=== WHAT TO DO ===
Locate each line in the records below that contains the string "hair" and copy those lines. Match case exactly.

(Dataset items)
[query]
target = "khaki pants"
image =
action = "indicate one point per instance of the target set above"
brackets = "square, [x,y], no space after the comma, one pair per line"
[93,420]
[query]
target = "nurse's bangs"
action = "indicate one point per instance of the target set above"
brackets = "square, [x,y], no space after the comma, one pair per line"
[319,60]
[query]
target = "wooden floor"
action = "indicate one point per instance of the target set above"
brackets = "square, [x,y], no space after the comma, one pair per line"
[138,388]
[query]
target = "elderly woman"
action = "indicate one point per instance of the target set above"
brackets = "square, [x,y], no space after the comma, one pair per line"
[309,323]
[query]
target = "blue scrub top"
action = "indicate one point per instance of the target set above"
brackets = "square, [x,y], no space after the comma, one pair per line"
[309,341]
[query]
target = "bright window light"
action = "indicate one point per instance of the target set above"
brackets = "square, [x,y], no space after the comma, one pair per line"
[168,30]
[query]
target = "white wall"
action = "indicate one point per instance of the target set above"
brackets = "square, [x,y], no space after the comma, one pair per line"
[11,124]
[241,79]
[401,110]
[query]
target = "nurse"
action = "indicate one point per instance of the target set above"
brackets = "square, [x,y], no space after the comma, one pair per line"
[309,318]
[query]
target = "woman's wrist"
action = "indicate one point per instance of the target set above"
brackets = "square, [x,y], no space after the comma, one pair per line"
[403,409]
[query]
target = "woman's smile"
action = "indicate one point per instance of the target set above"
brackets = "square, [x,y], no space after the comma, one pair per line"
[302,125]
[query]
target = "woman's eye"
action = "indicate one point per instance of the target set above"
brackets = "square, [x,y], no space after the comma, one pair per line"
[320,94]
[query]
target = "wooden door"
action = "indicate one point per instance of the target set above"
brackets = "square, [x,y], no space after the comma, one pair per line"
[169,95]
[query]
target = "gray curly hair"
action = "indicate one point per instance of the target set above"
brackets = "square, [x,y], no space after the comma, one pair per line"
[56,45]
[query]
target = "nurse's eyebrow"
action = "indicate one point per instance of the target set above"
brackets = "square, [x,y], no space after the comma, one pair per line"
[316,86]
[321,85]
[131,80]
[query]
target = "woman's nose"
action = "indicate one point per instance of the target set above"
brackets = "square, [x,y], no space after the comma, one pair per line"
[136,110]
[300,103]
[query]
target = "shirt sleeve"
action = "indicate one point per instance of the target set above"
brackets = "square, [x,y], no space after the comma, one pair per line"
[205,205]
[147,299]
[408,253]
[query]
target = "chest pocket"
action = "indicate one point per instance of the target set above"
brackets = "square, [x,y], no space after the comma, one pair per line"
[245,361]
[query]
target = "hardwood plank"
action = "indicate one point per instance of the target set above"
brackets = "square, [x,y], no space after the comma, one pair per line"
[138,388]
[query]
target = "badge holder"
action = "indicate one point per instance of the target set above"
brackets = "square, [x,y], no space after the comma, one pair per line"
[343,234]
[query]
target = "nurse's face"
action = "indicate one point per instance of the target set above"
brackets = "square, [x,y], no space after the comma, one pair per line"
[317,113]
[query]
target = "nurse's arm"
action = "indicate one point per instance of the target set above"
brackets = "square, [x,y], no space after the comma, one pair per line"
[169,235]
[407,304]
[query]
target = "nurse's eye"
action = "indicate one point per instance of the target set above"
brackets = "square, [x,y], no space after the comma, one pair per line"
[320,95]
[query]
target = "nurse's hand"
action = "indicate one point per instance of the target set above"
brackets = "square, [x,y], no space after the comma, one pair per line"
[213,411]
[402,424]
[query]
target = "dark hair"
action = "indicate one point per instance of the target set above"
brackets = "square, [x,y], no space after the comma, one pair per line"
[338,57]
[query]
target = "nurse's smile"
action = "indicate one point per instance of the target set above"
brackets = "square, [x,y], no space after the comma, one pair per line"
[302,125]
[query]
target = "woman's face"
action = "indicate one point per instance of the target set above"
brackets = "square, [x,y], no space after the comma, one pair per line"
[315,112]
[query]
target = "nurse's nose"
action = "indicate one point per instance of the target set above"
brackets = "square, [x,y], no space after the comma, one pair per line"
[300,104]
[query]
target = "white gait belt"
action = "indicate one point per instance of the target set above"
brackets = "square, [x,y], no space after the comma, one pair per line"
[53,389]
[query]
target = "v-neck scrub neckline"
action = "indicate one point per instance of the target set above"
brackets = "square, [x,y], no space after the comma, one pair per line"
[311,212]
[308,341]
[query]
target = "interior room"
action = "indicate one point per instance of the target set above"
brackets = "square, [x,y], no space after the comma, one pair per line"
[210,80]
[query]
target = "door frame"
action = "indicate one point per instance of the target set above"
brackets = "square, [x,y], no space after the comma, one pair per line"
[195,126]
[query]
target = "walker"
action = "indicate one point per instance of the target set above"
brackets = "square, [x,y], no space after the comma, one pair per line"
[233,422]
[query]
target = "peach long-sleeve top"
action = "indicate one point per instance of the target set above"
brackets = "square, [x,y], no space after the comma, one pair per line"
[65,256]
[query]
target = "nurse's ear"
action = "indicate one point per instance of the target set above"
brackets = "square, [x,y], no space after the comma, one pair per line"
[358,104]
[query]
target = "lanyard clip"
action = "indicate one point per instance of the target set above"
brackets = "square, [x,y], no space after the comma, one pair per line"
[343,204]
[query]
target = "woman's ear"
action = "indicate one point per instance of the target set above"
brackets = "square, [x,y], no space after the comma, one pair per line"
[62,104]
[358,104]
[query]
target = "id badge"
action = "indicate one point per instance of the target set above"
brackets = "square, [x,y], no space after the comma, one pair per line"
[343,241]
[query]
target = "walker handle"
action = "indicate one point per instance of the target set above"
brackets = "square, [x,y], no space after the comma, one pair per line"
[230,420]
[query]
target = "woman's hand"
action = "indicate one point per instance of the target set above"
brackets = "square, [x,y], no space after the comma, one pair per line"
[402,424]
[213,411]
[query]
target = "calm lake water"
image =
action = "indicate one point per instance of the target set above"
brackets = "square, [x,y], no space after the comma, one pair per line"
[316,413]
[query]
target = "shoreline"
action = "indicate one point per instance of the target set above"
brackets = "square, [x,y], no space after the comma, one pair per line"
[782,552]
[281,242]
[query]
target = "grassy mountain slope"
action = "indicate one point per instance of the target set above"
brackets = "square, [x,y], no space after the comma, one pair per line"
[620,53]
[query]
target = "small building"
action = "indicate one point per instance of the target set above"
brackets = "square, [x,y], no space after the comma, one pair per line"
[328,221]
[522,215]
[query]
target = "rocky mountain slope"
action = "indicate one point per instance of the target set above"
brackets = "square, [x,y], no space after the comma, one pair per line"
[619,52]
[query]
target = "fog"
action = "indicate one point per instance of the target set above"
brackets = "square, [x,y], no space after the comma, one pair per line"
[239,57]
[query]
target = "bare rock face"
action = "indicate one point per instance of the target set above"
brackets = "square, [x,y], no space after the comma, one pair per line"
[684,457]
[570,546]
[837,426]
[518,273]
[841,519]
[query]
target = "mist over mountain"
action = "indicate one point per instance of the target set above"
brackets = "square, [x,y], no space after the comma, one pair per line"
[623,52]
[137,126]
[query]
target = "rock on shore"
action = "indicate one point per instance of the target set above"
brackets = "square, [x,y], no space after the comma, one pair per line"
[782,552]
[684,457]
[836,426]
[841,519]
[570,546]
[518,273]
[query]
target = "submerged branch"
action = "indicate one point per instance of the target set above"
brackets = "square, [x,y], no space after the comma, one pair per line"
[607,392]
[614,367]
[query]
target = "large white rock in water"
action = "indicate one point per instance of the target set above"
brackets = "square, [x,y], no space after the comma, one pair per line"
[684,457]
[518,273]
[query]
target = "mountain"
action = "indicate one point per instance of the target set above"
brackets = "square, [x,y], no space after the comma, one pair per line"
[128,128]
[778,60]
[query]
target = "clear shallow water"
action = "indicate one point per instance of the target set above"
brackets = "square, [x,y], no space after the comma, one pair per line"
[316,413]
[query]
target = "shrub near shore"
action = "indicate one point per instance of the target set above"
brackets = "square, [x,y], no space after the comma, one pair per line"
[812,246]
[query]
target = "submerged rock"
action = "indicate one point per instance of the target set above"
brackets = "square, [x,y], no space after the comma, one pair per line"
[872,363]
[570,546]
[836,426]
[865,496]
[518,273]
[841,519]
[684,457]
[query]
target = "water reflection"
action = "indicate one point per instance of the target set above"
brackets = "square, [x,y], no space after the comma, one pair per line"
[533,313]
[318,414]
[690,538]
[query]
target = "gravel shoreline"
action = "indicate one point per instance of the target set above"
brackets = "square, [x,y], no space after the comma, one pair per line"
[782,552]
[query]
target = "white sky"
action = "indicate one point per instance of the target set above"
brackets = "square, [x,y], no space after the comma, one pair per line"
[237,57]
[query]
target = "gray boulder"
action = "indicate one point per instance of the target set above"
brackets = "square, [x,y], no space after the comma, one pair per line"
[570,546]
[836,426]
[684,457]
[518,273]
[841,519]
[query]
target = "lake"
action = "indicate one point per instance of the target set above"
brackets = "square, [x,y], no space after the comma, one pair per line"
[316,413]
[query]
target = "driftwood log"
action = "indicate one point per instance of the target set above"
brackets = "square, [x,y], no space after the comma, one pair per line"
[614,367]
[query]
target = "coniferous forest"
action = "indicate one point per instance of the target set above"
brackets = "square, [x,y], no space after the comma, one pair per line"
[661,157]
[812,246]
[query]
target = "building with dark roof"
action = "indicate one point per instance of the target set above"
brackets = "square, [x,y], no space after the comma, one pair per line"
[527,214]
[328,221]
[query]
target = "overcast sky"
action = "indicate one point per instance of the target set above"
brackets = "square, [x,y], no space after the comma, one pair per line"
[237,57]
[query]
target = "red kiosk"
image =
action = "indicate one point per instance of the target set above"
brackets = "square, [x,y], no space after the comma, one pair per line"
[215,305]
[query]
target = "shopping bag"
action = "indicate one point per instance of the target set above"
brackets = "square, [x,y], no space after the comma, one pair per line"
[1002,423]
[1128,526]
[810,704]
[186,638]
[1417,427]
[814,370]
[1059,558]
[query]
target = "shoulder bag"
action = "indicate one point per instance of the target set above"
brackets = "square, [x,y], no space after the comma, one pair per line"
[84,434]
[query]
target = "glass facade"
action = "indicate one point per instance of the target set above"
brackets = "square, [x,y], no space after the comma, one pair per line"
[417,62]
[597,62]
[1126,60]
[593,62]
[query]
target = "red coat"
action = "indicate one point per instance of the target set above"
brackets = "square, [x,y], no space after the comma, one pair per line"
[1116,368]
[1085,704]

=== WORKED ANSWER ===
target = "gray curly hair"
target = "dark hair"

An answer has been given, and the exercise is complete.